- [Work task]: With nothing added or left out, output the listing that follows.

- [Material shown]:
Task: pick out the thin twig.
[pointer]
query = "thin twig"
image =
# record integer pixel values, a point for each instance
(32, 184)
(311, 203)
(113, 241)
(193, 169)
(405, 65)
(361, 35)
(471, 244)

- [Solution]:
Task: pick out the thin twig.
[pointer]
query = "thin twig"
image =
# record integer pixel values, a point for each instance
(32, 184)
(311, 203)
(113, 241)
(193, 169)
(405, 65)
(361, 35)
(471, 244)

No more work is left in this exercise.